──────── Gegeven tekst ────────

Relatieve competentie Als de absolute competentie bekend is, dan moet worden gekeken in welke
plaats men de zaak aanhangig moet maken. De hoofdregel staat in art. 99 lid 1 Rv. In
dagvaardingsprocedures is bevoegd de rechter van de woonplaats van gedaagde, tenzij de wet anders
bepaalt. Heeft de gedaagde geen bekende woonplaats in Nederland, dan is de rechter van zijn werkelijke
verblijfplaats bevoegd (aldus lid 2). Er zijn uitzonderingen op de hoofdregel. Deze uitzonderingen staan
opgesomd in art. 100-110 Rv. (onrechtmatige daad art. 102. Je weet alleen niet waar de daad heeft
plaatsgevonden. We gaan uit van de woonplaats van gedaagde).
, De hoofdregel is dat de rechter bevoegd is in de woonplaats van de gedaagde. De gedaagde
heeft het hoofdkantoor in Woerden (artikel 1:10 lid 1 BW). Woerden valt onder de gemeente
Utrecht. Volgens art. 7 Wet op de rechterlijke indeling valt Utrecht onder Midden-Nederland.

──────── Aangeleverde gegevens ────────

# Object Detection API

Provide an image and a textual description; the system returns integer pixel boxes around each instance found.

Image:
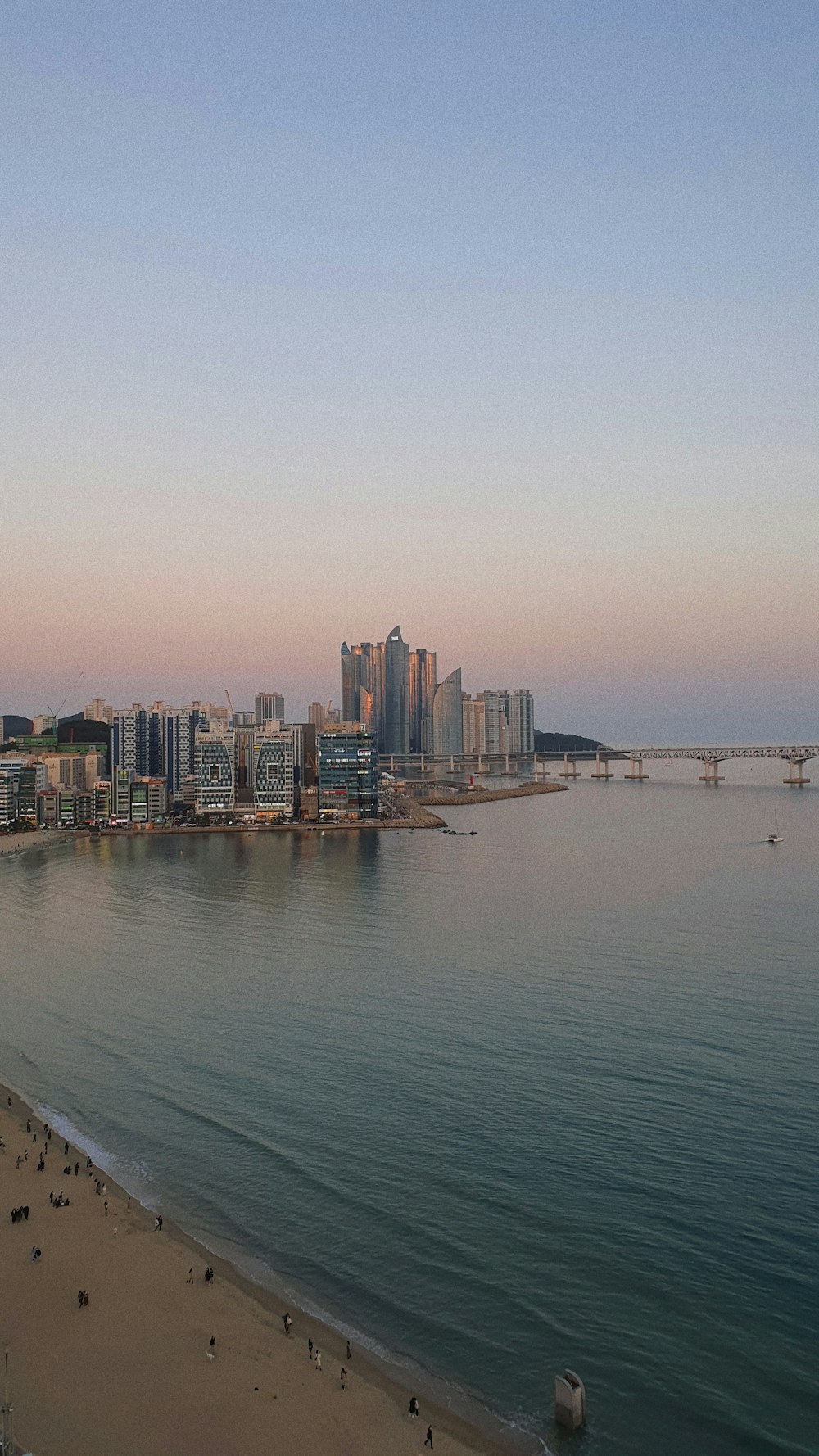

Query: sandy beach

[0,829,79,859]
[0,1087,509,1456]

────────
──────── Aangeleverde gegevens ────────

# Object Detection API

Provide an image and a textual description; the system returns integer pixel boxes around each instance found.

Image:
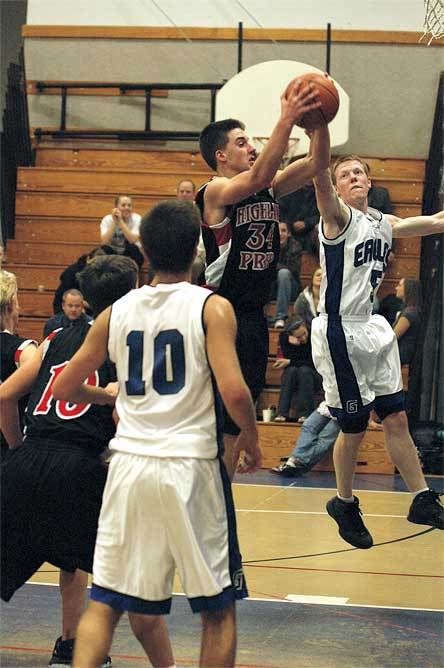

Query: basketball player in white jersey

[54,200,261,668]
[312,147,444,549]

────────

§ Opdracht:
Leg alsjeblieft in één tot drie zinnen uit waarom de tekst over relatieve competentie bij de onrechtmatige daad uitgaat van de woonplaats van de gedaagde. De gegevens staan los van de tekst.

§ Volledig antwoord:
Het is niet bekend waar de onrechtmatige daad heeft plaatsgevonden. Daarom valt de tekst terug op de hoofdregel uit art. 99 lid 1 Rv: de rechter van de woonplaats van de gedaagde is bevoegd.